TASK INPUT:
------------------------------------

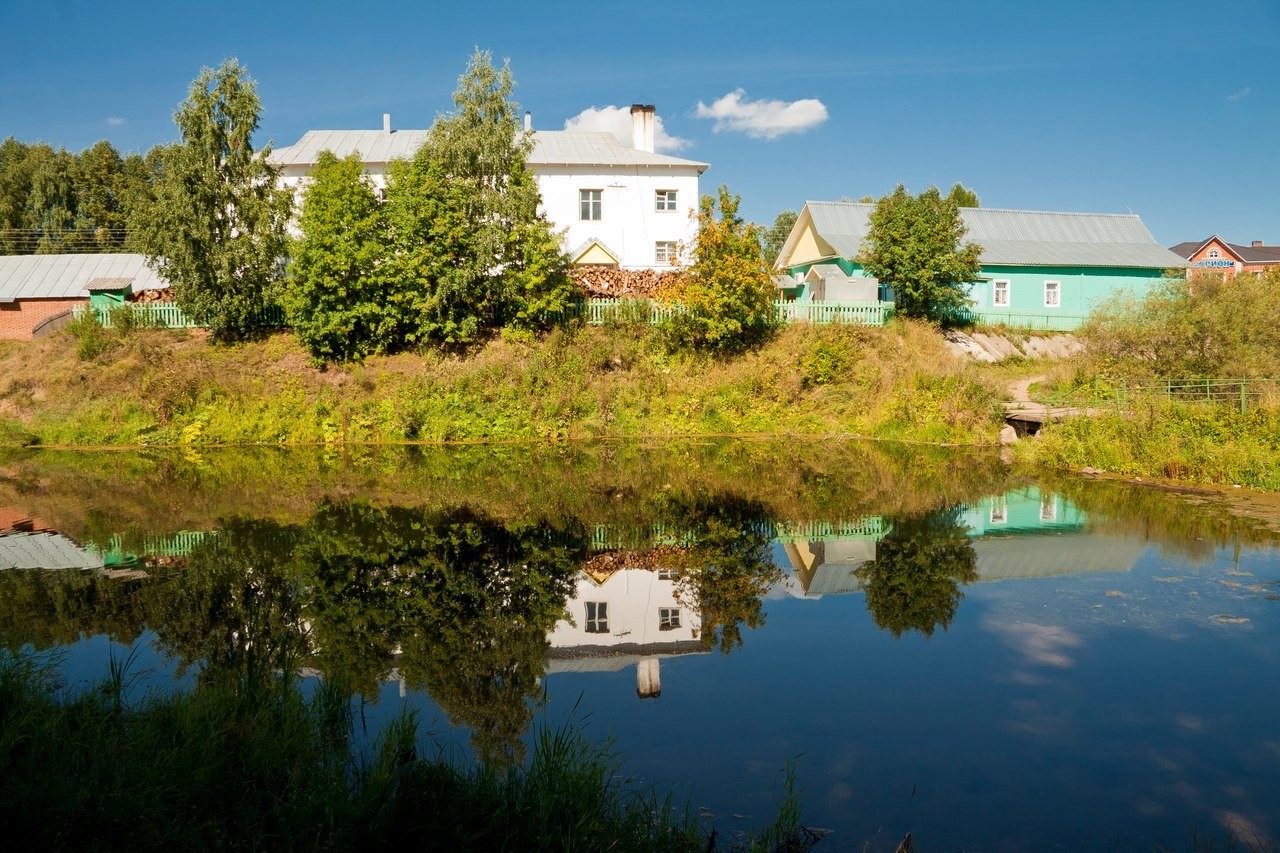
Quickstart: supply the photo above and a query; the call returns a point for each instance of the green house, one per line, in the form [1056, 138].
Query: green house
[1046, 268]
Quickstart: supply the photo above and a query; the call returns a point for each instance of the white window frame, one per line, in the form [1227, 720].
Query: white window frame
[1048, 509]
[597, 616]
[1057, 292]
[996, 288]
[1000, 510]
[590, 201]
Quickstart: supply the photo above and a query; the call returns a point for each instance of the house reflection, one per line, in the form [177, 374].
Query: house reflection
[625, 611]
[1020, 534]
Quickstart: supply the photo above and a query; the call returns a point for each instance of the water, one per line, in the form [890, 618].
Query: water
[945, 648]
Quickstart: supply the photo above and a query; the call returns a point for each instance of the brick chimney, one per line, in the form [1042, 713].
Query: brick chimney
[643, 118]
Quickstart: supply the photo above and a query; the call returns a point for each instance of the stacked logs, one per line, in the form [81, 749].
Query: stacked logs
[606, 282]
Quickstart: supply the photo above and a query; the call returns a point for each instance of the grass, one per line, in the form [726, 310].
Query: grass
[260, 762]
[174, 388]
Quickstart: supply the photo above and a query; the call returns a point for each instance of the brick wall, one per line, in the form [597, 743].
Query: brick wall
[18, 318]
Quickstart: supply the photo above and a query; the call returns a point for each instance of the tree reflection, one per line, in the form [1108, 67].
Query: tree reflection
[914, 582]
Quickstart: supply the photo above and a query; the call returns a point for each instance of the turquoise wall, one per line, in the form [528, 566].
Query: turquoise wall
[1082, 287]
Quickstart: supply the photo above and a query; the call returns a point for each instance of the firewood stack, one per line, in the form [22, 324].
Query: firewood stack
[160, 295]
[604, 282]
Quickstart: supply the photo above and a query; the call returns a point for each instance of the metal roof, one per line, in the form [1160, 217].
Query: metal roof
[44, 551]
[67, 277]
[1019, 237]
[551, 147]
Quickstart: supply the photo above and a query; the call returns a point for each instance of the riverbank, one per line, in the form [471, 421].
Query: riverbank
[176, 388]
[261, 761]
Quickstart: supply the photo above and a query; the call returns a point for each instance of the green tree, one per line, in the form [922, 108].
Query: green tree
[215, 227]
[728, 293]
[914, 246]
[469, 247]
[336, 293]
[963, 196]
[776, 235]
[914, 582]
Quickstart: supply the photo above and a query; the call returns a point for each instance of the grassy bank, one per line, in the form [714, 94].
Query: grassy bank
[156, 387]
[1189, 442]
[261, 763]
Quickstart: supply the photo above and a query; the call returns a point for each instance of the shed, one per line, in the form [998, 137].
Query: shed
[36, 291]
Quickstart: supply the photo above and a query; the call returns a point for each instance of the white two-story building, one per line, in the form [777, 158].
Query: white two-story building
[617, 205]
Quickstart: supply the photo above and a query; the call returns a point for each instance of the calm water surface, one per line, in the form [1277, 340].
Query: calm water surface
[944, 648]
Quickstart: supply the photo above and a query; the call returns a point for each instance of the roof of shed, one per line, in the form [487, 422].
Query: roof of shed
[551, 147]
[36, 277]
[1019, 237]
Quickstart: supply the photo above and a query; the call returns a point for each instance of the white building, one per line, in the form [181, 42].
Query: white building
[618, 205]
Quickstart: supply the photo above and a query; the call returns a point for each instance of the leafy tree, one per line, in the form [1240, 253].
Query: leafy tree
[728, 292]
[336, 292]
[469, 247]
[216, 224]
[914, 246]
[963, 196]
[913, 583]
[776, 235]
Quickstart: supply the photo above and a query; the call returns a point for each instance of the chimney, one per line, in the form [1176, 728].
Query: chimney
[643, 117]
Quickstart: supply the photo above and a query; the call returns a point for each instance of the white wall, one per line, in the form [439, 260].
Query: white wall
[630, 223]
[634, 597]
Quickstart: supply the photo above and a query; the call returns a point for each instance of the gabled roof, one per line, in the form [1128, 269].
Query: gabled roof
[1015, 237]
[67, 277]
[551, 147]
[1244, 254]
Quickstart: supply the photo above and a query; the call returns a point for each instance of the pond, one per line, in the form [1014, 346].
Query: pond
[987, 660]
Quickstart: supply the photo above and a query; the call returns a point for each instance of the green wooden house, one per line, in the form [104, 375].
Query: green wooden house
[1038, 269]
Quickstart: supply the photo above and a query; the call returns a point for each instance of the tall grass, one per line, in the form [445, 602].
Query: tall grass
[260, 762]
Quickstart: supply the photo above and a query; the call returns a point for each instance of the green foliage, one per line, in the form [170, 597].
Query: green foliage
[215, 226]
[963, 196]
[1185, 328]
[727, 295]
[913, 583]
[914, 246]
[337, 295]
[776, 235]
[469, 250]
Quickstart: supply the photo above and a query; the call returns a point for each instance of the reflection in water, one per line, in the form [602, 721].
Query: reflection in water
[479, 588]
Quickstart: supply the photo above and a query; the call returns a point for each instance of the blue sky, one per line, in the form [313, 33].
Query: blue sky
[1168, 109]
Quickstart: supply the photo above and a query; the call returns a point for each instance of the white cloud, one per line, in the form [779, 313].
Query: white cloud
[617, 121]
[763, 119]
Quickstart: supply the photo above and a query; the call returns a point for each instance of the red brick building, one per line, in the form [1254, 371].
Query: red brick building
[37, 291]
[1232, 259]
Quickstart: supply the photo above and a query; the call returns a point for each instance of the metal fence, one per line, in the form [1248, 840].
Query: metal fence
[1125, 393]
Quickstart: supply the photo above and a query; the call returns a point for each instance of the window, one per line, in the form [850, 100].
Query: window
[1000, 292]
[1048, 509]
[1052, 293]
[589, 204]
[999, 510]
[597, 617]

------------------------------------

GIVEN REQUEST: Quote every line from the line containing "form [104, 375]." through the closing line of the listing, including both.

ANSWER IN FULL:
Quickstart: supply the photo above and a query; the call returns a point for each instance of the green wooden house, one per line, in the form [104, 375].
Query: green wooden house
[1038, 269]
Quickstart: supply the photo above and a query; the call returns a point for each instance of the tall grass, one per line, in the form [445, 602].
Query: tall grass
[260, 762]
Quickstart: supply the photo above and a query; the call returns a point for each instance of the green foliage, one per line, in the form [170, 597].
Query: green foliage
[215, 226]
[963, 196]
[1185, 328]
[727, 295]
[913, 583]
[914, 246]
[337, 295]
[776, 235]
[469, 250]
Quickstart: supply the photo above and a query; the call returns a point for each instance of the reflection in water, one per line, in the form [602, 721].
Query: reflection in water
[479, 588]
Quickstart: supply the photo above and a query; the call returns a point for each instance of the blue sky, one per line, in the form [313, 33].
Query: blue sky
[1168, 109]
Quickstart: supply the photo above and a query; the call returns a point for each instance of the white cloud, one per line, in the form [779, 313].
Query: white cloud
[617, 121]
[763, 119]
Quickstart: supply the photo above and a query; the call returns a point for each instance of the red brick building, one per line, in the form [1254, 371].
Query: red brick building
[37, 291]
[1232, 259]
Quickstart: supply the photo above and a query; the call returns a point for each instance of the metal fence, one per line, in the form [1248, 840].
Query: metal fence
[1125, 393]
Quickstart: supply the photo above and a query; the call returns a point for each instance of the window, one per line, in the form [850, 100].
Query: window
[1000, 292]
[1048, 509]
[1052, 293]
[589, 204]
[999, 510]
[597, 617]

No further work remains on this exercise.